[Problem to work on] Write out the lines from the line containing "Mark the child's leg, one point per instance." through the final line of the listing below, exactly, omitting every other line.

╭─ Raw records

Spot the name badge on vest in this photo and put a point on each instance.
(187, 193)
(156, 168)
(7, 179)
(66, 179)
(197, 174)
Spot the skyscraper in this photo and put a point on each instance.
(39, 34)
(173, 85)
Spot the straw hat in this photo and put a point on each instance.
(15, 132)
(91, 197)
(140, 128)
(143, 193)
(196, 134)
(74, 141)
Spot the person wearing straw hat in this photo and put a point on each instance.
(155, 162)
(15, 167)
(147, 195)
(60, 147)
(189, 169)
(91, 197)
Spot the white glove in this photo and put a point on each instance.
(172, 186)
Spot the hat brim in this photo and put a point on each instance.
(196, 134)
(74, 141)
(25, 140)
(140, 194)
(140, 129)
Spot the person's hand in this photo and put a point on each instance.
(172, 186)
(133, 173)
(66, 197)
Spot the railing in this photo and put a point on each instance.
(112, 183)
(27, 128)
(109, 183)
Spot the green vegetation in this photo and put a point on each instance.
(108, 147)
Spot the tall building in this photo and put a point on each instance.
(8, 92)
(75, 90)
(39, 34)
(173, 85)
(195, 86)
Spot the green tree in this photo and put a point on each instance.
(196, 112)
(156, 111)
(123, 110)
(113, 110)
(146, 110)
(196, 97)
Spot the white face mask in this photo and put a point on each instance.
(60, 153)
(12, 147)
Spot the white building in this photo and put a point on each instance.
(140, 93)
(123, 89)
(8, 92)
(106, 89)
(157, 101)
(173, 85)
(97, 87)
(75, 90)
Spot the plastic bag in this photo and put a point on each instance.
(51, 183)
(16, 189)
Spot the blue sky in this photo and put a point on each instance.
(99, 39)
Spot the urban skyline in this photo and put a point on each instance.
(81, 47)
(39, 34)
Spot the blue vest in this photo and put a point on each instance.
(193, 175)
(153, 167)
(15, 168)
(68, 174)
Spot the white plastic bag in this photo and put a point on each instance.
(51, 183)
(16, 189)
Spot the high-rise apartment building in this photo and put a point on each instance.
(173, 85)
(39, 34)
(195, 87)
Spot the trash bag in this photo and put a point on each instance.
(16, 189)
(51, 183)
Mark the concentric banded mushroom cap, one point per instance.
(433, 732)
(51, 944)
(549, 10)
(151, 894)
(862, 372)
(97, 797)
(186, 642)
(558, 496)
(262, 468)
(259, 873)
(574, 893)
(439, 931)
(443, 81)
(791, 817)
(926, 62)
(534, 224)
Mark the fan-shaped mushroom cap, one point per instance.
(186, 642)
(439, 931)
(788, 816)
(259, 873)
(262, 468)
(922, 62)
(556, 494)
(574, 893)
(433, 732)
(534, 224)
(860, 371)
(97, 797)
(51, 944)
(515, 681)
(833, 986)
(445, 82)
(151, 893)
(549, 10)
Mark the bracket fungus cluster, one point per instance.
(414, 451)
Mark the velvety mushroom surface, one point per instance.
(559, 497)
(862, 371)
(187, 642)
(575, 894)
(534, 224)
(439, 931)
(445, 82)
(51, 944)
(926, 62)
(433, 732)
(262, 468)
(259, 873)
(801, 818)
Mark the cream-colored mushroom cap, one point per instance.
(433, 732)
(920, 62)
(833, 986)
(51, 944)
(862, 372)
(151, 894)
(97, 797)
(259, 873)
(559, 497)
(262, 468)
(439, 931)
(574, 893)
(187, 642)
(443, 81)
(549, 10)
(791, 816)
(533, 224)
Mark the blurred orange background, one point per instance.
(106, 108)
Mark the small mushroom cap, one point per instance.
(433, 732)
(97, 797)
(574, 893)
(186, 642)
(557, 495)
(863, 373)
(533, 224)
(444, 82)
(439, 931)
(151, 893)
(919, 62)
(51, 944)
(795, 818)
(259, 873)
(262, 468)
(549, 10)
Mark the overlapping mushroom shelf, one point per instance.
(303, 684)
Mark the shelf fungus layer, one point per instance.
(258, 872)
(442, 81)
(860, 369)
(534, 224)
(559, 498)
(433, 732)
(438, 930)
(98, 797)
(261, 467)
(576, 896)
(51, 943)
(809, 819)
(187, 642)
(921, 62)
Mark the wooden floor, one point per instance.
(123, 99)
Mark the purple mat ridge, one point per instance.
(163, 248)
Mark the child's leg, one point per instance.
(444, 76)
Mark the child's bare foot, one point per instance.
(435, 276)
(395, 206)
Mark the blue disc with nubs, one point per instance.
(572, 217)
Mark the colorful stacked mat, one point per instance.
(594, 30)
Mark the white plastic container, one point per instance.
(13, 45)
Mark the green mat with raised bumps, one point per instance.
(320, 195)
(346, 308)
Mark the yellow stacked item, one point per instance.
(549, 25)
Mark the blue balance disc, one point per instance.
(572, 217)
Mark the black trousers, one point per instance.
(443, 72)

╰─

[Written reply]
Mark the child's leg, one point per instance.
(444, 76)
Mark the child's bare foot, one point per instance.
(435, 276)
(395, 206)
Mark the blue disc with nubs, one point per instance.
(572, 217)
Mark the colorful stacked mat, one point per instance.
(594, 30)
Mark the white plastic container, one point per instance.
(13, 45)
Mark the green mat with raised bumps, one point per instance.
(320, 195)
(346, 308)
Mark the yellow stacked item, one point per instance.
(549, 25)
Mark the blue balance disc, one point per instance.
(572, 217)
Mark the black trousers, one point per instance.
(443, 72)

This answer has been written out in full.